## Texte proposé
-=-=-

En effet, bien que le pays fût toujours sous le « mandat céleste » des vua (rois) Lê, le Đại Việt (nom de l’époque) était en réalité divisé en trois principautés rivales qui se livraient des guerres sans merci : le Đàng Ngoài (ou « royaume du Tonkin ») pour les chúa Trịnh, le Đàng Trong (ou « royaume de Cochinchine ») pour les chúa Nguyễn, et le Cao Bằng pour les Mạc.
C’était aussi à partir de 1615 que les missionnaires jésuites européens arrivaient pour évangéliser le pays.
Cependant, la lecture des annales, qui rapportent surtout des événements se rattachant aux affaires des souverains et de leurs serviteurs (et de leurs ennemis), ne permet pas de dresser un tableau socioculturel clair du pays. Heureusement, les écrits que nous ont légués les missionnaires complètent les renseignements fournis par les annales, particulièrement en ce qui concerne la vie et le langage du peuple.
J’ai eu la chance d’avoir pu étudier cette période à l’École Pratique des Hautes Études (La Sorbonne, Paris), tant à travers des textes vietnamiens anciens qu’à la lumière de ceux des missionnaires.
Les résultats de mes recherches, menées entre 2000 et 2004 sous la direction du Pr. Nguyễn Thế Anh*, viennent d’être (enfin) publiés :
Nguyễn Tấn HưngLe Vietnam du XVIIe siècleUn tableau socioculturelISBN : 978-2-84654-101-5248 p.Aux éditions Les Indes Savantes, ParisMail : contact@les indessavantes.com
L’ouvrage est honoré d’une préface du Pr. Nguyễn Thế Anh, auquel je renouvelle ma plus profonde reconnaissance.
Bien cordialement.

-=-=-

## Énoncé a
Dans les enregistrements ci-dessous, reprenez uniquement les lignes allant de celle qui contient « For the audit, pick out each instance of the green » jusqu'à la fin des enregistrements, consignes comprises, en décalant de 130 chaque coordonnée des réponses.

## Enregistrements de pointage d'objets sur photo
-=-=-

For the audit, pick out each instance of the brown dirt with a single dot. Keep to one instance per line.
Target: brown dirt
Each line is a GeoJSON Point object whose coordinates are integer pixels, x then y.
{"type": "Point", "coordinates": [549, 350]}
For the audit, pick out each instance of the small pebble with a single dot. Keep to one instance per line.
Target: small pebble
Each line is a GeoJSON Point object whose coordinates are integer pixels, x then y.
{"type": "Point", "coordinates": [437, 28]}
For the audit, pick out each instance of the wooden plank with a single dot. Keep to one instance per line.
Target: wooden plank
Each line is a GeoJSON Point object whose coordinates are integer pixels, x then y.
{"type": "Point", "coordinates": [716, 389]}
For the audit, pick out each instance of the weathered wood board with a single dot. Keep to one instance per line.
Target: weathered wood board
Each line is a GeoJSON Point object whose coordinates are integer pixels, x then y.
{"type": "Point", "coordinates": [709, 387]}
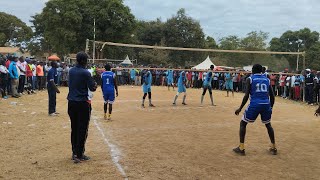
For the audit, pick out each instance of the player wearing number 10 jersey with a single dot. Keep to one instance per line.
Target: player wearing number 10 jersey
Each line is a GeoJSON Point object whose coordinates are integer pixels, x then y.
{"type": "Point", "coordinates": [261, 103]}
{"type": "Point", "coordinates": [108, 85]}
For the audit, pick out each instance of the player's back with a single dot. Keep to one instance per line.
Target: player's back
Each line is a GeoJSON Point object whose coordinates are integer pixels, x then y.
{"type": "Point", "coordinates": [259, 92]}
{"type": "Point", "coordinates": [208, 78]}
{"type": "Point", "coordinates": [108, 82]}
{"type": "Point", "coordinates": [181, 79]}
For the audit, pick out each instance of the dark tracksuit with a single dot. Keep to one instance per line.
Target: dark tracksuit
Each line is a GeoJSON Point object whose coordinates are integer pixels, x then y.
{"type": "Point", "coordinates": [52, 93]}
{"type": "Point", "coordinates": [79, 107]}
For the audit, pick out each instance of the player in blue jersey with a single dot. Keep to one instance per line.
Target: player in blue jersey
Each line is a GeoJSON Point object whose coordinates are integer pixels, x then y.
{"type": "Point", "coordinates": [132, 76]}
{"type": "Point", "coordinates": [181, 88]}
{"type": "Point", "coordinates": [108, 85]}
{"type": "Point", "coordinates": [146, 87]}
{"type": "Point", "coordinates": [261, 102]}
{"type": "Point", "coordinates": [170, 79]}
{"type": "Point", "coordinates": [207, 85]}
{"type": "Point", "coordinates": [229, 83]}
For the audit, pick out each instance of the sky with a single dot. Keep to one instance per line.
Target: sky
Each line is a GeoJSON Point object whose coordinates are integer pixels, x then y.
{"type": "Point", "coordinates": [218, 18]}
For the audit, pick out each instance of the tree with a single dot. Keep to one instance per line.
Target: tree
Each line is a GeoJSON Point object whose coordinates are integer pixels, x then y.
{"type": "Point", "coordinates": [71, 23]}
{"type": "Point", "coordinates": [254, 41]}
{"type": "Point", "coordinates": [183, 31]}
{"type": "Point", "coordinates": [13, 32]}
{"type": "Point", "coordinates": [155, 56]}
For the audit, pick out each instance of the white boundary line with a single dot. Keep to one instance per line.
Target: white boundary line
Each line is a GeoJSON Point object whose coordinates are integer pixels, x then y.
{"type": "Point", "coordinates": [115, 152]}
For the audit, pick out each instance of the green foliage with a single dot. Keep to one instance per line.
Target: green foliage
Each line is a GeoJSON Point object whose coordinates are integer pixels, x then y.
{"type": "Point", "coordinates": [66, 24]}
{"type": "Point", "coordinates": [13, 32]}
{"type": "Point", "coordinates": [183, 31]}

-=-=-

## Énoncé b
Poursuivez, s'il vous plaît, le texte sur le Vietnam du XVIIe siècle à partir de l'endroit où il s'arrête.

## Réponse a
For the audit, pick out each instance of the green foliage with a single dot. Keep to one instance per line.
Target: green foliage
Each line is a GeoJSON Point object whose coordinates are integer pixels, x then y.
{"type": "Point", "coordinates": [196, 154]}
{"type": "Point", "coordinates": [143, 162]}
{"type": "Point", "coordinates": [313, 161]}

## Réponse b
Dông Phong
* Pour connaître le Pr. Nguyễn Thế Anh, on peut cliquer sur Auteur:Nguyên Thê Anh - Puf .
PS : J’espère que cette publication sera suivie de celle de ma traduction en français du Dictionarium annamiticum, lusitanum, et latinum d’Alexandre de Rhodes, qui constitue l’étude préliminaire de ces travaux de recherche.
Préface
Nguyễn Thế Anh
École Pratique des Hautes Études
Sciences Historiques et Philologiques
L’action missionnaire occidentale au Viêt-Nam commença véritablement vers 1615, avec l’arrivée des Jésuites de leur base de Macao. A ce moment, le pays, partagé entre “royaume du Tunquin” au nord et “royaume de Cochinchine” au sud, ne se présentait pas politiquement comme un État unifié. A cause de la situation politique et militaire difficile et des rapports délicats avec les autorités, les missionnaires furent exposés à des expulsions en de nombreuses occasions. Malgré tout, ils s’investirent activement dans les deux parties du pays, cherchant parallèlement à leur travail apostolique (évangélisation, fondation de communautés chrétiennes…) à connaître les gens et leurs pays, et à transmettre leurs découvertes pour faire connaître les contrées et les cultures avec lesquelles ils étaient entrés en contact. Ainsi, très tôt, des prêtres tels que Gaspar Luis, Giuliano Baldinotti, Christoforo Borri, avaient laissé des descriptions des deux pays vietnamiens. Surtout, la mission de ces prédicateurs donna lieu, comme en Chine et au Japon, à un certain nombre de réalisations linguistiques importantes. En effet, les missionnaires attachaient une grande importance à l’apprentissage de la langue populaire, car leurs sermons s’adressaient au peuple et dans leurs relations quotidiennes ils employaient nécessairement la langue du peuple pour pouvoir communiquer les idées et les textes. Il leur était donc indispensable de disposer d’un instrument qui pût leur permettre d’apprendre le vietnamien rapidement. Or, lorsqu’ils inaugurèrent la mission vietnamienne, les Jésuites avaient déjà une expérience de plus de vingt ans de recherche et de créations linguistiques du côté de la langue japonaise. C’est donc en quelque sorte sur le type du rômaji qu’allait être créée l’écriture romanisée du vietnamien, pour représenter les phonèmes de la langue parlée à l’aide d’un système alphabétique dérivé de l’alphabet latin.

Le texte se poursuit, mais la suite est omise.